------ RECORDS FOR THIS TASK

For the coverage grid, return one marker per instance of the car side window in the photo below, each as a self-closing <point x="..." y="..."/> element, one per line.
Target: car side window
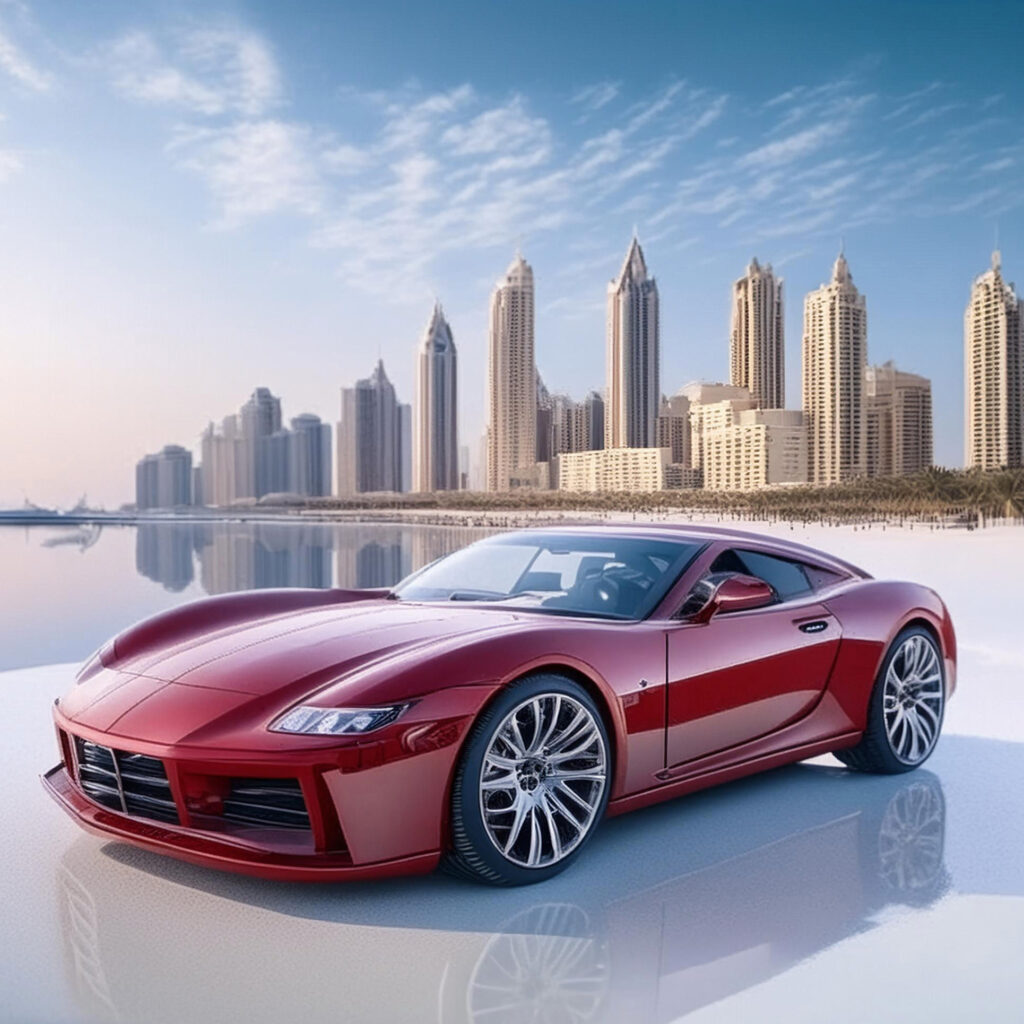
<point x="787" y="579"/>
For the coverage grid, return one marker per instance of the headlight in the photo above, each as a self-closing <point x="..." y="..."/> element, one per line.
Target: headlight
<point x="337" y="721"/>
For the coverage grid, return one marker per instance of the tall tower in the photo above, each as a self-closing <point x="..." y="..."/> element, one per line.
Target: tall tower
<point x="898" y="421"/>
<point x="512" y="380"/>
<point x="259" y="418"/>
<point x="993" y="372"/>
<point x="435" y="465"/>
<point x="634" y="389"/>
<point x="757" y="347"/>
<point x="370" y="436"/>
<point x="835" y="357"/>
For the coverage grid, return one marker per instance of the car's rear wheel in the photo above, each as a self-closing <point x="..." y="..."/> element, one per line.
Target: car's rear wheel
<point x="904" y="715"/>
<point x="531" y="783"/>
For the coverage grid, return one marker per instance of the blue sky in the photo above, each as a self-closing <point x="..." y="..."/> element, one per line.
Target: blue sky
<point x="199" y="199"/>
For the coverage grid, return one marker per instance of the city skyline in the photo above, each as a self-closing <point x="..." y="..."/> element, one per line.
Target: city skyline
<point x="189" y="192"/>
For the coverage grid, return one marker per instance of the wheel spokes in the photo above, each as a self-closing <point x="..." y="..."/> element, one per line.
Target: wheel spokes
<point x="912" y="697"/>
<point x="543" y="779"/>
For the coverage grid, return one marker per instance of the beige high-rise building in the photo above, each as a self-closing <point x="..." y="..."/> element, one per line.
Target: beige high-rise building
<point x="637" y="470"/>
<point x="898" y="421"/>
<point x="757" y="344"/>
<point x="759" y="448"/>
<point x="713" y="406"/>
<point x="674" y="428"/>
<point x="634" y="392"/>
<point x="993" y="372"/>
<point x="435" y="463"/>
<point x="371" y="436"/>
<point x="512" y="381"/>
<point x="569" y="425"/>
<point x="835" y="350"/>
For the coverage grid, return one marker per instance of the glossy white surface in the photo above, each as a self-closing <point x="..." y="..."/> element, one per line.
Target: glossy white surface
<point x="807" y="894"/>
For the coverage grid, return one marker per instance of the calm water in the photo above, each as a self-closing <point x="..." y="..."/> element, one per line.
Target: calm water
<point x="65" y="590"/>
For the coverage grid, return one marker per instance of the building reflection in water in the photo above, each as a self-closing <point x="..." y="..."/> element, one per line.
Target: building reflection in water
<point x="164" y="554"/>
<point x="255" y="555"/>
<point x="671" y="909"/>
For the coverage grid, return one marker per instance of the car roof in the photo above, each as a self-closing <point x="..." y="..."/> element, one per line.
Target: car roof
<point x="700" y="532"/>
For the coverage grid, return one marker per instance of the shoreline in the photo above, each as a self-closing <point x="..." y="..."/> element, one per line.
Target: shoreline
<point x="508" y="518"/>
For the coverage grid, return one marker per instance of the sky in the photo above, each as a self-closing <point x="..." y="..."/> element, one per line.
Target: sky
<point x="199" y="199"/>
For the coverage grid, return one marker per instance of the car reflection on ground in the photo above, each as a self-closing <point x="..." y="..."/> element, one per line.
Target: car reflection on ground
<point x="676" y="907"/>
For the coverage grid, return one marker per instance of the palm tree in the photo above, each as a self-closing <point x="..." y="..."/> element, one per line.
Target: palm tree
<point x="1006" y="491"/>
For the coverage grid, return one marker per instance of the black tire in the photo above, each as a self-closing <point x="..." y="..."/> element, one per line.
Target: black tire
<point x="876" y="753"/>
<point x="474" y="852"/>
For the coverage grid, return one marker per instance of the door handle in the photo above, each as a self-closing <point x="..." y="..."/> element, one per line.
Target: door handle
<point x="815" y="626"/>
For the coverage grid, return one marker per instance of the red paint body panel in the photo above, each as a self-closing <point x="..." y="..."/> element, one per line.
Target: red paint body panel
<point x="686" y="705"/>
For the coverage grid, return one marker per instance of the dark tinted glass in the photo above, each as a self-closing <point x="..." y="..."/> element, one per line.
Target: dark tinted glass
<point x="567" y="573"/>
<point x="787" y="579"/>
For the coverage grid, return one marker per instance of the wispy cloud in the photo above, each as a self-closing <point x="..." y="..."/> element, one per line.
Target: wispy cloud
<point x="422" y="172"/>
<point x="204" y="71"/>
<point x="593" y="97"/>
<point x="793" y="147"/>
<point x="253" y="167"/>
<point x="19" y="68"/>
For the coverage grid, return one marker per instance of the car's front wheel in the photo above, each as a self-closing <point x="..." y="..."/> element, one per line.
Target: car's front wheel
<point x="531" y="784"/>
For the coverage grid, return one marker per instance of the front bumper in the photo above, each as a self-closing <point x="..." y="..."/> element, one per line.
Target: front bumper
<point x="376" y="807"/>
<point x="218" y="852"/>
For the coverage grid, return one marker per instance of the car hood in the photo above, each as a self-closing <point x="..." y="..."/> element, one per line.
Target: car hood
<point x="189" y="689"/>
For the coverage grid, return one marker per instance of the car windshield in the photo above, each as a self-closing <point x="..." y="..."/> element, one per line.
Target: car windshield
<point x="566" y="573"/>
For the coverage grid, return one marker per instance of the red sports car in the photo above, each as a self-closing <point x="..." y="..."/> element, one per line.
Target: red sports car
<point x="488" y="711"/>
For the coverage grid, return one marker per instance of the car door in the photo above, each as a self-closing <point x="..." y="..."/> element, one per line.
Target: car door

------------

### OBJECTIVE
Lay out every line of the entries above as a numbered list, skipping blank lines and leaving the pictures out.

### EXPECTED OUTPUT
1. For the coverage grid, return one marker per instance of the car side window in the photo below, each as a self-closing <point x="..." y="..."/> element, one per line.
2. Target: car side window
3. <point x="787" y="579"/>
4. For the coverage grid, return one marker per instance of the headlight in the photo above, each as a self-closing <point x="..." y="..."/> element, one per line.
5. Target: headlight
6. <point x="337" y="721"/>
7. For the coverage grid, return one marker per instance of the tall tower in the photo above, each as a self-closing <point x="..." y="..."/> element, one per line.
8. Target: tall tower
9. <point x="898" y="421"/>
10. <point x="512" y="380"/>
11. <point x="259" y="418"/>
12. <point x="993" y="372"/>
13. <point x="435" y="465"/>
14. <point x="634" y="389"/>
15. <point x="757" y="347"/>
16. <point x="370" y="436"/>
17. <point x="835" y="357"/>
18. For the coverage grid, return one marker per instance of the car's rear wheel in the photo above, each as a self-closing <point x="..." y="..."/> element, one per line.
19. Target: car's rear wheel
20. <point x="904" y="715"/>
21. <point x="531" y="783"/>
22. For the coverage grid, return one marker per instance of the blue sky in the photo above, each as a self-closing <point x="..." y="..."/> element, one per line.
23. Target: blue sky
24. <point x="199" y="199"/>
25. For the coverage grid, return one marker per instance of the city skyline in the photo above, each as a self-closing <point x="..." y="..."/> element, one per line.
26. Target: city skyline
27. <point x="189" y="192"/>
28. For the coverage grid, return one marker per instance of the wheel spokes in the photo above, each as a self-closing <point x="..." y="..."/> element, one per line.
29. Target: wheel spokes
30. <point x="912" y="697"/>
31. <point x="543" y="779"/>
32. For the coverage grid, return one marker per instance of the beige high-rise building in the photo above, each as a self-closing <point x="..." y="..."/> element, one per line.
33. Target: beige high-rise building
34. <point x="637" y="470"/>
35. <point x="898" y="421"/>
36. <point x="757" y="344"/>
37. <point x="759" y="448"/>
38. <point x="713" y="406"/>
39. <point x="674" y="428"/>
40. <point x="634" y="392"/>
41. <point x="993" y="372"/>
42. <point x="435" y="463"/>
43. <point x="371" y="436"/>
44. <point x="512" y="381"/>
45. <point x="569" y="425"/>
46. <point x="835" y="350"/>
47. For the coverage grid, return one marker per instance of the glossy white surface in the photo above, each as a self-closing <point x="..." y="..."/> element, one per line.
48. Target: glossy white surface
49. <point x="807" y="894"/>
50. For the coverage grid, return one marker per instance of the calm water in the photo above, each as a self-closing <point x="..." y="..."/> element, one per line.
51. Target: calm water
52. <point x="65" y="590"/>
53. For the coverage grid, return one marker per instance of the building reflection in water in the photo above, each as a self-closing <point x="..." y="..."/> element, one per line.
54. Target: building reflection in water
55. <point x="164" y="554"/>
56. <point x="255" y="555"/>
57. <point x="671" y="909"/>
58. For the coverage grid, return one marker per instance of the car roof in the photo above, each as a self-closing <point x="..." y="..."/> element, one per line.
59. Target: car roof
60. <point x="700" y="532"/>
61. For the coverage grid, return one marker per instance of the shoreline in the photo above, each as a self-closing <point x="..." y="..."/> element, one per line.
62. Target: shoreline
63. <point x="508" y="518"/>
64. For the coverage grid, return one marker per instance of the sky in the photo above, each as a self-closing <point x="..." y="..."/> element, one per line.
65. Target: sky
66. <point x="199" y="199"/>
67. For the coverage grid, return one marker per instance of the car reflection on ground in the photo above, each as a self-closing <point x="..." y="..."/> element, one per line.
68. Target: car reflection on ground
69. <point x="676" y="907"/>
70. For the coverage grid, return one marker per instance of the palm tree in the photo above, each as a self-closing <point x="..." y="..."/> element, one per line.
71. Target: palm tree
72. <point x="1006" y="491"/>
73. For the coverage grid, return one marker per instance of the black tire in the photo above, each as a self-closing <point x="..." y="..."/> element, one per line.
74. Target: black tire
75. <point x="876" y="753"/>
76. <point x="474" y="852"/>
77. For the coverage grid, return one marker per instance of the door handle in the photo above, each as a self-closing <point x="..." y="..."/> element, one per line.
78. Target: door handle
79. <point x="815" y="626"/>
80. For the coverage grid, return one marker per instance of the red paint body panel in the photo above, each as a self-closing <point x="..." y="..."/> element, one per line.
81. Target: red paint body panel
82. <point x="686" y="705"/>
83. For the coverage grid, return one marker per instance of the dark tinted glass in the photo above, each as a self-closing <point x="..." y="..."/> element, one per line.
84. Target: dark tinted glass
85. <point x="567" y="573"/>
86. <point x="787" y="579"/>
87. For the coverage grid, return one marker per instance of the wispy cloud in the photo above, each as a self-closing <point x="..." y="..."/> element, one per line.
88. Target: wispy cloud
89. <point x="422" y="172"/>
90. <point x="204" y="71"/>
91. <point x="593" y="97"/>
92. <point x="793" y="147"/>
93. <point x="253" y="167"/>
94. <point x="19" y="68"/>
95. For the coverage grid, return one marker per instance of the car's front wheel in the photo above, each as a self-closing <point x="..." y="..."/> element, one per line.
96. Target: car's front wheel
97. <point x="531" y="784"/>
98. For the coverage grid, return one marker per instance of the front bumper in the photo above, each as a self-closing <point x="..." y="..."/> element, one per line.
99. Target: front bumper
100. <point x="376" y="807"/>
101. <point x="218" y="852"/>
102. For the coverage grid, return one marker per instance of the car hood in the photo above, each as a self-closing <point x="..." y="..."/> element, one per line.
103. Target: car hood
104. <point x="189" y="689"/>
105. For the coverage grid, return one marker per instance of the car windshield in the photo above, each as a self-closing <point x="..." y="..."/> element, one per line.
106. Target: car windshield
107. <point x="566" y="573"/>
108. For the coverage grid, return one marker per instance of the red sports car in the photo above, each as a self-closing <point x="..." y="..."/> element, one per line.
109. Target: red sports car
110. <point x="488" y="711"/>
111. For the coverage grid, return one marker per instance of the car door in the photo above, each as a self-closing <point x="..." y="..."/> element, one per line.
112. Target: car door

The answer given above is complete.